» **TASK PROMPT**: Give back every record exactly.

──────── SUPPLIED MATERIAL ────────

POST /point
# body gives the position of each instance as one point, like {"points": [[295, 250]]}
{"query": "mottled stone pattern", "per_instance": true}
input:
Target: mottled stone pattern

────────

» **OUTPUT OF THE TASK**:
POST /point
# body gives the position of each instance as one point, like {"points": [[295, 250]]}
{"query": "mottled stone pattern", "per_instance": true}
input:
Target: mottled stone pattern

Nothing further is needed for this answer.